EXTRACTED INFORMATION.
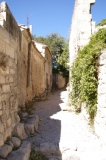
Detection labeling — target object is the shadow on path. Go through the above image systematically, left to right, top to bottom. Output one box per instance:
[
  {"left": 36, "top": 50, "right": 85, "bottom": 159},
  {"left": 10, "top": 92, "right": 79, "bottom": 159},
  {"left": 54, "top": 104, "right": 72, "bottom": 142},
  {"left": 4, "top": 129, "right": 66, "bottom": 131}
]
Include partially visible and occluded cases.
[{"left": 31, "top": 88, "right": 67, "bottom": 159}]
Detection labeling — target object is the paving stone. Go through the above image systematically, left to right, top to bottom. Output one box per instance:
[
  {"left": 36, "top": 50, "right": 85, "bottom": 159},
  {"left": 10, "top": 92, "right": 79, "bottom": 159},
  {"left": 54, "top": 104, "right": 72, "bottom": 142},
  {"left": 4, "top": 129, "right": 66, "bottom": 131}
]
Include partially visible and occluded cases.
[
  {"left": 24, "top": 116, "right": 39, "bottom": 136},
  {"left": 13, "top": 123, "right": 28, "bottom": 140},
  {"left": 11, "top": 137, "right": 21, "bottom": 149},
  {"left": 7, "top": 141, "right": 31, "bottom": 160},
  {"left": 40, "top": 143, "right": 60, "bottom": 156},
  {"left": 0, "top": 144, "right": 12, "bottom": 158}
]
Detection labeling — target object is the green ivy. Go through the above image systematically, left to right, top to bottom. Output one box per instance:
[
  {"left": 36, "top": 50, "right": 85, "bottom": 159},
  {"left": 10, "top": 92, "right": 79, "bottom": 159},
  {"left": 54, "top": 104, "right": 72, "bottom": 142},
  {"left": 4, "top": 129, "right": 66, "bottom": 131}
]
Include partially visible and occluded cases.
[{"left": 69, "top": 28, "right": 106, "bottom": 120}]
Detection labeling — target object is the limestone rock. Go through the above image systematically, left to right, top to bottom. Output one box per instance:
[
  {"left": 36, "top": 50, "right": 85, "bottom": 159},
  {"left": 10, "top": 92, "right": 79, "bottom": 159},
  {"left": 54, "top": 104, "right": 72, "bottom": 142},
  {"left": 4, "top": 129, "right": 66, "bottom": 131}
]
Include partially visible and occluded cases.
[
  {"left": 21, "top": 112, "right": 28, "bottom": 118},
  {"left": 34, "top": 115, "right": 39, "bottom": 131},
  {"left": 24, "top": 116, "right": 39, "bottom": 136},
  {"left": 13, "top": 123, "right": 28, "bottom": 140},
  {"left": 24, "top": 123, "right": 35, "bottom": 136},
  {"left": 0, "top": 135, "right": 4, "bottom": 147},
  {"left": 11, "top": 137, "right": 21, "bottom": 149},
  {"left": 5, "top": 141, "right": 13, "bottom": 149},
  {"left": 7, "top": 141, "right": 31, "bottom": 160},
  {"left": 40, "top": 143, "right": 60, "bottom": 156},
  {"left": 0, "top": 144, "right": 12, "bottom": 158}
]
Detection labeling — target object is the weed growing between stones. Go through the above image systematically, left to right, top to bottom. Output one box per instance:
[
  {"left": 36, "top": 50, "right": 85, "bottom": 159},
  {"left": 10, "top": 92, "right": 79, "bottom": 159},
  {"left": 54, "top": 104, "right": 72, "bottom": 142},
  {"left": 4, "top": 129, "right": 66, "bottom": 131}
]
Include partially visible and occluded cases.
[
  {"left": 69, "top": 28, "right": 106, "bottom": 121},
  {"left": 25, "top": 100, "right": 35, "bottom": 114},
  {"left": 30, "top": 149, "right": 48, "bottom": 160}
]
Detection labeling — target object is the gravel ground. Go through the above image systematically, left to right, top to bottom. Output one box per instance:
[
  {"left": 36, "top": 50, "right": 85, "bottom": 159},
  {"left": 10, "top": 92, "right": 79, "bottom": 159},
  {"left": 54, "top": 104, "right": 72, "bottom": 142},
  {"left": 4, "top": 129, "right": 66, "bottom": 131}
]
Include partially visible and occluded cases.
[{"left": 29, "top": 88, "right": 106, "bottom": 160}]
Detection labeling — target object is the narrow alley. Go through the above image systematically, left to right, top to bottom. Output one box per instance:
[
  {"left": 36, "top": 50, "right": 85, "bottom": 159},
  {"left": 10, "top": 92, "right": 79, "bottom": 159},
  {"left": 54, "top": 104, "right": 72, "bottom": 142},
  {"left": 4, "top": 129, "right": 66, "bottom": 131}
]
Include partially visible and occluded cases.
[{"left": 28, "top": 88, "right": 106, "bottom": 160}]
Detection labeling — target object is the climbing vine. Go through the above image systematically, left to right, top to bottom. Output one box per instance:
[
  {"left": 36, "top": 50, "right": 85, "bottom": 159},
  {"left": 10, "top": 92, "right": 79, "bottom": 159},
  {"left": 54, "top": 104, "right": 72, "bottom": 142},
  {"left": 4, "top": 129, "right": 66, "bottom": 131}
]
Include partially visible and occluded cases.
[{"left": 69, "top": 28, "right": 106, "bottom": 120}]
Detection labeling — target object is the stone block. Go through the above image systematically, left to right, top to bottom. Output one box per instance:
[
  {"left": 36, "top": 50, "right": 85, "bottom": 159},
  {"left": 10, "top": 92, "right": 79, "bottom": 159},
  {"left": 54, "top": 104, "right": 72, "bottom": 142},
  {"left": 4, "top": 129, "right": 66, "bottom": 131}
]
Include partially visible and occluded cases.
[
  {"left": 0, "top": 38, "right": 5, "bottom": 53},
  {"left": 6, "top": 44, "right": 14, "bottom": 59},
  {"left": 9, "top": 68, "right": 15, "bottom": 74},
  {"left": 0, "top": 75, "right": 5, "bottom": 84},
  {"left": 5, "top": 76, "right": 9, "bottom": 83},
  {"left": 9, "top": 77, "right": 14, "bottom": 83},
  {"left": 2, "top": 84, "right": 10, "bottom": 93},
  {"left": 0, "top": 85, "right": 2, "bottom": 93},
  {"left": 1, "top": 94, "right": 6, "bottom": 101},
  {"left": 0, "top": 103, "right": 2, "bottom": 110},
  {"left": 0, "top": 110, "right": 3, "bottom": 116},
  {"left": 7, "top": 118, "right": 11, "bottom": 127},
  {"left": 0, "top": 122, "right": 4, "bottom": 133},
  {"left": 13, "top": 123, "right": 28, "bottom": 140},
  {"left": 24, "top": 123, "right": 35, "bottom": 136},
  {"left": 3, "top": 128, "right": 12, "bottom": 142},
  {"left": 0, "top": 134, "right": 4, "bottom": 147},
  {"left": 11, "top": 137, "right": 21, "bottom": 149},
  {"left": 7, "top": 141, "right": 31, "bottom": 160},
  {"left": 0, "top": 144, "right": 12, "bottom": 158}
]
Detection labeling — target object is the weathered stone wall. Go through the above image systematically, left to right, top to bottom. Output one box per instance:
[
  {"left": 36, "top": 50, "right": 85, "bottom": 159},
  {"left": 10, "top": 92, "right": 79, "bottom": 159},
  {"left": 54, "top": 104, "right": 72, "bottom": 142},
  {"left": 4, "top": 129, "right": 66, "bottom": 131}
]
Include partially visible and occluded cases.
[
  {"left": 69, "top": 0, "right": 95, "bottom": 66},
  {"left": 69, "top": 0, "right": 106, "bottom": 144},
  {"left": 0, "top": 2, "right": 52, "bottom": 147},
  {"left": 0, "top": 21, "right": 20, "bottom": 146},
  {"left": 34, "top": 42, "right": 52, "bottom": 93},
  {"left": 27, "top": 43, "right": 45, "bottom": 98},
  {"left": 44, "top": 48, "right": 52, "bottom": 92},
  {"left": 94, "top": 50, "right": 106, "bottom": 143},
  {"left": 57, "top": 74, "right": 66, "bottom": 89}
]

TASK PROMPT.
The task calls for duplicating the data exactly, with no images kept.

SOLUTION.
Detection labeling — target object is the shadow on path. Go through the above image systematically, left to right, top to bottom. Output one box per instance:
[
  {"left": 36, "top": 50, "right": 85, "bottom": 159},
  {"left": 10, "top": 92, "right": 79, "bottom": 159},
  {"left": 54, "top": 104, "right": 72, "bottom": 142},
  {"left": 4, "top": 129, "right": 66, "bottom": 131}
]
Include partially visible and occluded cases.
[{"left": 31, "top": 88, "right": 67, "bottom": 159}]
Detection labeling — target object is the paving stone. Go through the above image systematically, left to right, top to bottom. Output one box per instance:
[
  {"left": 36, "top": 50, "right": 85, "bottom": 159},
  {"left": 10, "top": 92, "right": 79, "bottom": 159},
  {"left": 54, "top": 104, "right": 72, "bottom": 142},
  {"left": 4, "top": 129, "right": 66, "bottom": 131}
]
Include partially visible and occluded cases.
[
  {"left": 24, "top": 116, "right": 39, "bottom": 136},
  {"left": 13, "top": 123, "right": 28, "bottom": 140},
  {"left": 11, "top": 137, "right": 21, "bottom": 149},
  {"left": 7, "top": 141, "right": 31, "bottom": 160},
  {"left": 40, "top": 143, "right": 60, "bottom": 156},
  {"left": 0, "top": 144, "right": 12, "bottom": 158}
]
Detection labeling — target object is the green ivy. Go through the above image systematically, left to right, top to bottom. Output one box per instance:
[
  {"left": 36, "top": 50, "right": 85, "bottom": 159},
  {"left": 10, "top": 92, "right": 79, "bottom": 159},
  {"left": 54, "top": 104, "right": 72, "bottom": 142},
  {"left": 4, "top": 129, "right": 66, "bottom": 131}
]
Include partially visible and occluded cases.
[{"left": 69, "top": 28, "right": 106, "bottom": 120}]
Detection labeling — target object is the limestone rock. Go through the above image systematically, left to right, top to bottom. Output one box per instance:
[
  {"left": 36, "top": 50, "right": 85, "bottom": 159},
  {"left": 10, "top": 92, "right": 79, "bottom": 159},
  {"left": 54, "top": 104, "right": 72, "bottom": 142},
  {"left": 4, "top": 129, "right": 66, "bottom": 131}
]
Include partially visible and occluded cases.
[
  {"left": 21, "top": 112, "right": 28, "bottom": 118},
  {"left": 34, "top": 115, "right": 39, "bottom": 131},
  {"left": 24, "top": 116, "right": 39, "bottom": 136},
  {"left": 13, "top": 123, "right": 28, "bottom": 140},
  {"left": 24, "top": 123, "right": 35, "bottom": 136},
  {"left": 0, "top": 135, "right": 4, "bottom": 147},
  {"left": 11, "top": 137, "right": 21, "bottom": 149},
  {"left": 5, "top": 141, "right": 13, "bottom": 149},
  {"left": 7, "top": 141, "right": 31, "bottom": 160},
  {"left": 40, "top": 143, "right": 60, "bottom": 156},
  {"left": 0, "top": 144, "right": 12, "bottom": 158}
]
Detection labeling — target object is the weed growing between stones. Go through the above image systematically, left to right, top to bottom. Output one box per instance:
[
  {"left": 36, "top": 50, "right": 85, "bottom": 159},
  {"left": 10, "top": 92, "right": 79, "bottom": 159},
  {"left": 54, "top": 104, "right": 72, "bottom": 142},
  {"left": 4, "top": 129, "right": 66, "bottom": 131}
]
Include partially visible and occluded cases.
[
  {"left": 69, "top": 28, "right": 106, "bottom": 121},
  {"left": 25, "top": 100, "right": 35, "bottom": 114},
  {"left": 30, "top": 149, "right": 48, "bottom": 160}
]
Detection labeling — target object is the gravel ground. Go through the above image systematically, left to right, top to bottom. Output one box per instance:
[
  {"left": 36, "top": 50, "right": 85, "bottom": 159},
  {"left": 10, "top": 92, "right": 79, "bottom": 159},
  {"left": 54, "top": 104, "right": 72, "bottom": 142},
  {"left": 4, "top": 129, "right": 66, "bottom": 131}
]
Include partially visible and occluded cases.
[{"left": 29, "top": 88, "right": 106, "bottom": 160}]
Detection labeling — target object is the narrow alley. Go through the above image systematically, left to right, top to bottom. Output one box per instance:
[
  {"left": 36, "top": 50, "right": 85, "bottom": 159},
  {"left": 10, "top": 92, "right": 79, "bottom": 159},
  {"left": 54, "top": 104, "right": 72, "bottom": 142},
  {"left": 4, "top": 129, "right": 66, "bottom": 131}
]
Include partially visible and occluded cases.
[{"left": 28, "top": 88, "right": 106, "bottom": 160}]
Detection labeling — target object is the climbing vine. Go through the above image systematically, left to right, top to bottom. Output one box per instance:
[
  {"left": 36, "top": 50, "right": 85, "bottom": 159},
  {"left": 10, "top": 92, "right": 79, "bottom": 159},
  {"left": 54, "top": 104, "right": 72, "bottom": 142},
  {"left": 4, "top": 129, "right": 66, "bottom": 131}
]
Include partially visible and occluded cases.
[{"left": 69, "top": 28, "right": 106, "bottom": 120}]
Detection labeling — target object is the stone block. Go through the above image systematically, left to right, top to bottom. Output one box per instance:
[
  {"left": 36, "top": 50, "right": 85, "bottom": 159},
  {"left": 10, "top": 92, "right": 79, "bottom": 159},
  {"left": 54, "top": 104, "right": 72, "bottom": 142},
  {"left": 4, "top": 129, "right": 66, "bottom": 131}
]
Include partially visible and occluded cases.
[
  {"left": 0, "top": 38, "right": 5, "bottom": 53},
  {"left": 6, "top": 44, "right": 14, "bottom": 59},
  {"left": 9, "top": 68, "right": 15, "bottom": 74},
  {"left": 0, "top": 75, "right": 5, "bottom": 84},
  {"left": 5, "top": 76, "right": 9, "bottom": 83},
  {"left": 9, "top": 77, "right": 14, "bottom": 83},
  {"left": 2, "top": 84, "right": 10, "bottom": 93},
  {"left": 0, "top": 85, "right": 2, "bottom": 93},
  {"left": 1, "top": 94, "right": 6, "bottom": 101},
  {"left": 0, "top": 103, "right": 2, "bottom": 110},
  {"left": 0, "top": 110, "right": 3, "bottom": 116},
  {"left": 7, "top": 118, "right": 11, "bottom": 127},
  {"left": 0, "top": 122, "right": 4, "bottom": 133},
  {"left": 13, "top": 123, "right": 28, "bottom": 140},
  {"left": 24, "top": 123, "right": 35, "bottom": 136},
  {"left": 3, "top": 128, "right": 12, "bottom": 142},
  {"left": 0, "top": 134, "right": 4, "bottom": 147},
  {"left": 11, "top": 137, "right": 21, "bottom": 149},
  {"left": 7, "top": 141, "right": 31, "bottom": 160},
  {"left": 0, "top": 144, "right": 12, "bottom": 158}
]
Detection labeling — target object is the weathered stone wall. Go through the above image systematically, left to right, top to bottom. Output one box per instance:
[
  {"left": 36, "top": 50, "right": 85, "bottom": 159},
  {"left": 10, "top": 92, "right": 79, "bottom": 159},
  {"left": 54, "top": 104, "right": 72, "bottom": 142},
  {"left": 4, "top": 129, "right": 66, "bottom": 131}
]
Include partially visible and occluded cases.
[
  {"left": 69, "top": 0, "right": 95, "bottom": 66},
  {"left": 69, "top": 0, "right": 106, "bottom": 144},
  {"left": 0, "top": 2, "right": 52, "bottom": 147},
  {"left": 0, "top": 21, "right": 20, "bottom": 146},
  {"left": 34, "top": 42, "right": 52, "bottom": 93},
  {"left": 27, "top": 43, "right": 45, "bottom": 98},
  {"left": 44, "top": 48, "right": 52, "bottom": 92},
  {"left": 94, "top": 50, "right": 106, "bottom": 143},
  {"left": 57, "top": 74, "right": 66, "bottom": 89}
]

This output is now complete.